Image location entries:

** begin **

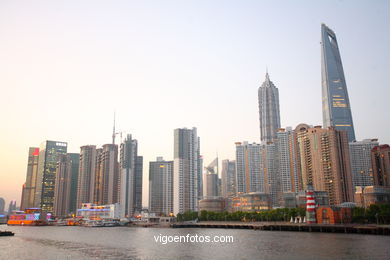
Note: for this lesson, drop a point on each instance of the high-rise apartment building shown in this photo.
(211, 183)
(65, 190)
(187, 170)
(74, 168)
(270, 172)
(211, 180)
(325, 162)
(288, 160)
(28, 193)
(130, 177)
(361, 166)
(161, 187)
(380, 158)
(250, 176)
(109, 182)
(138, 182)
(87, 175)
(336, 109)
(269, 113)
(2, 205)
(228, 176)
(49, 153)
(62, 186)
(11, 207)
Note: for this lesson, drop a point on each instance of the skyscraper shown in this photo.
(75, 164)
(187, 171)
(2, 205)
(380, 158)
(66, 184)
(269, 114)
(336, 109)
(86, 178)
(46, 177)
(11, 206)
(161, 187)
(27, 200)
(270, 173)
(288, 160)
(211, 180)
(109, 174)
(325, 162)
(250, 177)
(130, 177)
(361, 166)
(62, 186)
(228, 176)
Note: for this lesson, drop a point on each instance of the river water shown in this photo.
(139, 243)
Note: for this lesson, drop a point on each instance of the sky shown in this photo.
(66, 66)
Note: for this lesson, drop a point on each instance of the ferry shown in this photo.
(94, 223)
(29, 217)
(6, 233)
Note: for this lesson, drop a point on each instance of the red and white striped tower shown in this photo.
(310, 205)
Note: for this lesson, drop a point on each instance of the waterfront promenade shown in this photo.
(287, 226)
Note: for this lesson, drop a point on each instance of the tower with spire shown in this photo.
(269, 114)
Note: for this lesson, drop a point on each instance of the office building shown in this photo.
(325, 162)
(249, 174)
(269, 113)
(130, 177)
(211, 180)
(336, 108)
(65, 190)
(361, 166)
(11, 207)
(187, 170)
(2, 206)
(108, 189)
(28, 193)
(380, 159)
(49, 153)
(269, 166)
(228, 176)
(288, 160)
(87, 172)
(161, 187)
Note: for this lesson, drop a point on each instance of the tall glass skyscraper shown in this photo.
(49, 153)
(336, 110)
(269, 113)
(187, 179)
(131, 177)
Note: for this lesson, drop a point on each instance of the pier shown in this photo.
(283, 226)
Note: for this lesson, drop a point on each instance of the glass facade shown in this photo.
(47, 166)
(336, 108)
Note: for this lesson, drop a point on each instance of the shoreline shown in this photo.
(285, 226)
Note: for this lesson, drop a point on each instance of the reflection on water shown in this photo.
(138, 243)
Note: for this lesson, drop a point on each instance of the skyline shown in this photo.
(221, 79)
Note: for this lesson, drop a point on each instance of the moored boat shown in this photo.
(6, 233)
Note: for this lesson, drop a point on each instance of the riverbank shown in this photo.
(283, 226)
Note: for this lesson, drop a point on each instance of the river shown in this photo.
(75, 243)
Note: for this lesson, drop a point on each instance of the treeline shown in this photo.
(282, 214)
(375, 214)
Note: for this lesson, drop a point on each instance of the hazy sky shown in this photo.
(66, 66)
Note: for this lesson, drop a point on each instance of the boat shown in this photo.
(93, 223)
(110, 223)
(29, 217)
(6, 233)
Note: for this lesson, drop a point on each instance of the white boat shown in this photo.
(109, 223)
(94, 223)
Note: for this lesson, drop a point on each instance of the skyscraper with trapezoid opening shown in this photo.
(336, 109)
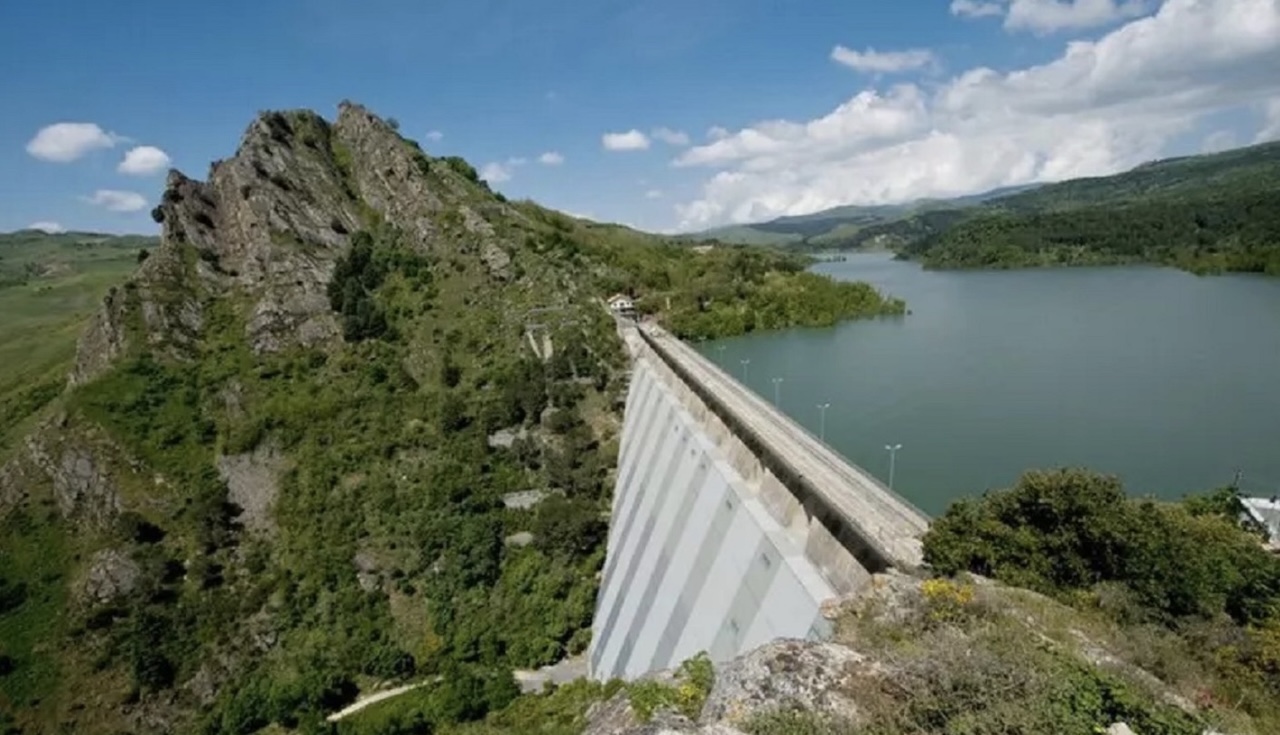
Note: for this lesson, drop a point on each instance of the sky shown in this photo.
(668, 115)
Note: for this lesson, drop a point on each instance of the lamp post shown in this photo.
(892, 461)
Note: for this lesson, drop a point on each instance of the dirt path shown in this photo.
(374, 699)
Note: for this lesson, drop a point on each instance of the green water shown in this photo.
(1166, 379)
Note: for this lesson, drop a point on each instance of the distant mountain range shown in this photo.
(836, 227)
(918, 229)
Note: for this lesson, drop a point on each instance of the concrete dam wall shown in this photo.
(731, 524)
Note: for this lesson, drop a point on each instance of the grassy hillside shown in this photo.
(279, 476)
(1207, 214)
(844, 227)
(49, 286)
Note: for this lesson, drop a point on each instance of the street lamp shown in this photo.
(892, 461)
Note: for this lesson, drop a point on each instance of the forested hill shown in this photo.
(1207, 213)
(275, 473)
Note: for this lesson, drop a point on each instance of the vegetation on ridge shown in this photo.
(300, 524)
(1206, 214)
(1184, 590)
(49, 287)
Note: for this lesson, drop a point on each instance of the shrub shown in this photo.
(1069, 530)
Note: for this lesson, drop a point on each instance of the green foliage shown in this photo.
(686, 695)
(1189, 570)
(12, 594)
(462, 168)
(383, 553)
(1070, 529)
(49, 286)
(1206, 214)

** end **

AIM
Reproduce every line of the listing above word for word, omitting the pictures.

SOLVED EXERCISE
Note: for this lesson, drop a point on each instance of the high-rise apartment building shown in this photo.
(211, 183)
(65, 190)
(187, 170)
(74, 168)
(270, 172)
(211, 180)
(325, 162)
(288, 160)
(28, 193)
(130, 177)
(361, 166)
(161, 187)
(380, 158)
(250, 176)
(109, 182)
(138, 182)
(87, 175)
(336, 109)
(269, 113)
(2, 205)
(228, 176)
(49, 153)
(62, 186)
(11, 207)
Note: for this lesson, drop a point on each instance of the skyscraper shown in this photo.
(75, 164)
(187, 171)
(2, 205)
(380, 158)
(66, 184)
(269, 114)
(336, 109)
(86, 178)
(46, 177)
(11, 206)
(161, 187)
(27, 200)
(270, 173)
(288, 160)
(211, 180)
(109, 174)
(325, 162)
(250, 177)
(130, 177)
(361, 166)
(62, 186)
(228, 176)
Note: for this lesson, drop a point on each instance of the river water shown in this photo.
(139, 243)
Note: for this lesson, drop a point on each instance of the sky shown in this photo.
(66, 66)
Note: for this lesson, drop a point on each instance of the ferry shown in this photo.
(94, 223)
(29, 217)
(6, 233)
Note: for this lesson, drop a point on each instance of the red and white striped tower shown in this photo.
(310, 205)
Note: for this lesson, drop a point on each instance of the waterfront promenade shown in this photo.
(287, 226)
Note: for this lesson, drop a point on each instance of the tower with spire shown in this photo.
(269, 114)
Note: for this lesson, drop a point on each instance of the office building shown in this photo.
(325, 162)
(249, 174)
(269, 113)
(130, 177)
(211, 180)
(336, 108)
(65, 190)
(361, 166)
(11, 207)
(187, 170)
(2, 206)
(108, 189)
(28, 193)
(380, 159)
(49, 153)
(269, 166)
(228, 176)
(288, 160)
(87, 172)
(161, 187)
Note: for this lesson, drop a point on each instance of the tall glass skyscraper shown in this photo.
(49, 153)
(336, 110)
(269, 113)
(187, 179)
(131, 177)
Note: for this lesson, drop a point on each instance of the pier shown in this photo.
(283, 226)
Note: for this lesson, drop a point on each instance of the glass facade shown in this photo.
(47, 166)
(336, 108)
Note: for this lesson, drop a point on each instance of the shoreline shown in this photo.
(285, 226)
Note: for this lesson, drop a point on each instance of the reflection on water shown in this photo.
(138, 243)
Note: for this lesson, drop a point on each instance of the skyline shown in this photo.
(221, 79)
Note: for this lesson, drop a point on each instance of the moored boat shown in this photo.
(6, 233)
Note: for this lesson, drop a point on each instance of the riverbank shown in this photo.
(283, 226)
Note: for this lesson, drop a point on each instance of the river shown in this photo.
(75, 243)
Note: for this lesson, drop a point on each instance of the treeline shown in this photo.
(282, 214)
(375, 214)
Note: for this lesson, drop a point on each instance of the hazy sky shown in this photo.
(66, 66)
Note: for this lesson, drop a point on each instance of the boat shown in this photo.
(93, 223)
(110, 223)
(29, 217)
(6, 233)
Note: for this lesson, drop a point on each instance of the white boat shown in this photo.
(109, 223)
(94, 223)
Note: for this lesson, drop a point on each instance of the skyscraper with trapezoid opening shown in this photo.
(336, 109)
Note: for this lesson, drop a point on each instance of the sky shown in this photo.
(668, 115)
Note: for this lesson, drop a point on each instance of the lamp post shown in this photo.
(892, 461)
Note: for this lesson, drop a point on each instance of the dirt path shown in this photo.
(374, 699)
Note: for this lesson, drop a point on each instance of the green water shown in this photo.
(1166, 379)
Note: for this lesson, drop a point on each instance of the distant mountain range shown in this photo.
(836, 227)
(918, 229)
Note: for this lesson, drop a point on each instance of the concrete dam wall shown in this photo.
(731, 524)
Note: for this lesson, drop a point on each instance of the grassy hillside shown in this photo.
(279, 476)
(1207, 214)
(844, 227)
(49, 286)
Note: for this lesson, drop a point on each instance of the street lamp shown in this photo.
(892, 461)
Note: for this lesson, drop a point on each instance of the forested hill shown in this photo.
(1207, 213)
(275, 473)
Note: for this lesson, drop a point on each instance of the vegetation on ridge shown in this photo.
(300, 524)
(1206, 214)
(1184, 590)
(49, 287)
Note: for this lesson, drop a point on each instance of the shrub shown in this photo.
(1069, 530)
Note: for this lesson, drop a point on each instance of the green foliage shown in this photo.
(686, 695)
(1189, 570)
(12, 594)
(462, 168)
(383, 553)
(1070, 529)
(49, 286)
(1206, 214)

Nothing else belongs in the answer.